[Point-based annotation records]
[START]
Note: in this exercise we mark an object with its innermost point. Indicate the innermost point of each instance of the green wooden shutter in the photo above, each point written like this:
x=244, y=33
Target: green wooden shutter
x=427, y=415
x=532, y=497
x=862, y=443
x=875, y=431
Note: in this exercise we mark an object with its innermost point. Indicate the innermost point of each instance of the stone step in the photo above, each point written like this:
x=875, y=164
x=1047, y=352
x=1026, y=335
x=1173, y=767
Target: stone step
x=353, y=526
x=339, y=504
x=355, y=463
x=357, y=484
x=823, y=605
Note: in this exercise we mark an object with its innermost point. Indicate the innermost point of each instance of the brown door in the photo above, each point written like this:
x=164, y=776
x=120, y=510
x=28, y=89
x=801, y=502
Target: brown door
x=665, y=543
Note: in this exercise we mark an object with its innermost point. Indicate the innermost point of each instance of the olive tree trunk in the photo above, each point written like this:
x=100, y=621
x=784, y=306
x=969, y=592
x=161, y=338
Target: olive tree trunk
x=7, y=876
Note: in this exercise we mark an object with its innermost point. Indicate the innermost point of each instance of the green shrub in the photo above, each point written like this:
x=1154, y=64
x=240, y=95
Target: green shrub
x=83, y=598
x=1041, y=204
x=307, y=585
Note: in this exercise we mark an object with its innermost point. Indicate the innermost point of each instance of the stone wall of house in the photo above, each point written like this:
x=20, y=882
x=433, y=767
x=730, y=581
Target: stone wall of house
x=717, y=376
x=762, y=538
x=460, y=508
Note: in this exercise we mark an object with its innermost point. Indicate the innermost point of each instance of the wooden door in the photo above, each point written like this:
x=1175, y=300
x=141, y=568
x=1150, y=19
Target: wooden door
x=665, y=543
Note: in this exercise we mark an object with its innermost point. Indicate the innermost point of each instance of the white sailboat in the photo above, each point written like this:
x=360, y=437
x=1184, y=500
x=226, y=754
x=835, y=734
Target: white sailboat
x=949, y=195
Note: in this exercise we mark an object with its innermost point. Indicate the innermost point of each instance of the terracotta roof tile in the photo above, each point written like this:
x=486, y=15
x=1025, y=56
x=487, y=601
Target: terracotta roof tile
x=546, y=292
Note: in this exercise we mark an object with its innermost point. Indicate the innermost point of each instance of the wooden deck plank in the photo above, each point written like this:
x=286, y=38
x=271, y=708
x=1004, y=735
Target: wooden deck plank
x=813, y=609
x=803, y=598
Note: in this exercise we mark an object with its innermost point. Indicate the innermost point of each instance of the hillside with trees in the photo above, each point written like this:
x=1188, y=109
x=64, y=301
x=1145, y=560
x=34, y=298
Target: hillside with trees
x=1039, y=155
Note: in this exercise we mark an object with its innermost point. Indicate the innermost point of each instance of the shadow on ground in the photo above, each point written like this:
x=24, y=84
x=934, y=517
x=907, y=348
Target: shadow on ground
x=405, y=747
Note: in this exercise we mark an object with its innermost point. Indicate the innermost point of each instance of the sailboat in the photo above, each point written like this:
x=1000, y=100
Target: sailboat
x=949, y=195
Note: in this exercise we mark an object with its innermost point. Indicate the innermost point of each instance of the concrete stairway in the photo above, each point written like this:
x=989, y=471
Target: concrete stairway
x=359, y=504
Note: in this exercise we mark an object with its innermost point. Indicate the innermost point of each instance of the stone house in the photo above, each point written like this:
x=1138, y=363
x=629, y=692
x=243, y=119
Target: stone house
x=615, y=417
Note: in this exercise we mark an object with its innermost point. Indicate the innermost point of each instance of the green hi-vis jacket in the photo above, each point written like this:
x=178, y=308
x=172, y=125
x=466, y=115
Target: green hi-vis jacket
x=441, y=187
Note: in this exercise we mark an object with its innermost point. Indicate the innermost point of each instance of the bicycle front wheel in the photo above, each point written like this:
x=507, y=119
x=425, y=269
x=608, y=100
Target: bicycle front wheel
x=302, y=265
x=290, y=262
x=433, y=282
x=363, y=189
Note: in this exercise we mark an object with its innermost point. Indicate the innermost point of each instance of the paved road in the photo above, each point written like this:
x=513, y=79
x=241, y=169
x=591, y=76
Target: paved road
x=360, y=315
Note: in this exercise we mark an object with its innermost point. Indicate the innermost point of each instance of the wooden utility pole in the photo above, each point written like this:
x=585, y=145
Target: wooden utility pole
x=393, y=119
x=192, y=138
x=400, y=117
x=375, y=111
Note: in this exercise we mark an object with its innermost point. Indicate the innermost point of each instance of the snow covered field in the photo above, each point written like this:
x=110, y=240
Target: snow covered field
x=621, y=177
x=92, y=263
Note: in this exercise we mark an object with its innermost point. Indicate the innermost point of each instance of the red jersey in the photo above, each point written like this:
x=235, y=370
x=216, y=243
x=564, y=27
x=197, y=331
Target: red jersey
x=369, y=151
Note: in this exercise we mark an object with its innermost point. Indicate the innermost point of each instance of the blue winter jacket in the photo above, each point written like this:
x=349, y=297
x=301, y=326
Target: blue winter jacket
[END]
Exercise aim: Copy out, character for character, every line of the items above from the line containing "the wooden deck" down to the line containing "x=441, y=187", with both of those lines included.

Problem solution:
Note: in this exercise we mark an object with its innermost point. Indicate the innermost point of each instance of the wooden deck plank in the photo above, each point written like this:
x=286, y=38
x=271, y=708
x=1004, y=735
Target: wooden deck plank
x=813, y=609
x=803, y=598
Note: in this exercise we mark an object with its innermost point. Indicate the innermost point of each instance of the hillside with trees in the photo above, each point written like this:
x=1188, y=109
x=64, y=301
x=1145, y=560
x=34, y=298
Target: hillside with trees
x=1039, y=155
Note: in this exercise we mark an object with its innermost point. Indicate the innermost point of each instance of the shadow on ground in the photo above, each point written like this:
x=24, y=84
x=934, y=517
x=907, y=348
Target: shadow on ground
x=405, y=747
Note: in this exercise we mark an object with its innermost point. Indicate the innermost point of each instance of the sailboat in the photo above, each point written like this:
x=1000, y=100
Target: sailboat
x=949, y=195
Note: in this exercise we mark an object with its innermost point. Indicate the innermost point of each instance of the concrete stairway in the photo above, each point written like this:
x=989, y=471
Target: concrete stairway
x=359, y=504
Note: in this exercise we mark an object with its innermost point. Indicate the innermost point of each instance of the stone house in the photo above, each point written like this:
x=1138, y=363
x=629, y=692
x=243, y=119
Target: stone house
x=615, y=417
Note: in this exercise we mark an object with its innermost point. Indicate the innermost point of each instance of the green hi-vis jacket in the photo above, each point written like this:
x=178, y=308
x=172, y=125
x=466, y=115
Target: green hi-vis jacket
x=441, y=187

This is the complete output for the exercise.